[[ Records for the exercise, beginning ]]

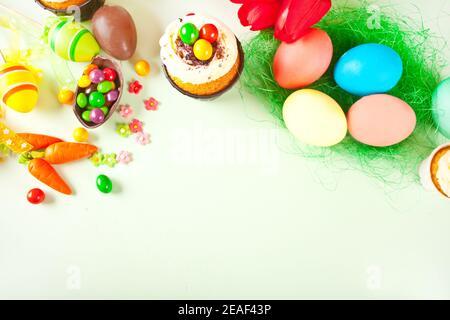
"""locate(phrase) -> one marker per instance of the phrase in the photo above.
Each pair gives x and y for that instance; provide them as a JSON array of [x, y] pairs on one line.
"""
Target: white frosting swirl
[[443, 173], [199, 74]]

[[ Records for the exercise, end ]]

Your objective. Beginning with the line that contains "Each pair gives", repeat every line through the end of the records and nothing more.

Solved problem.
Each pair gives x and y for that instance; provide them as a JSON array of [x, y] pairs on one line.
"""
Target: white frosting swirl
[[443, 173], [199, 74]]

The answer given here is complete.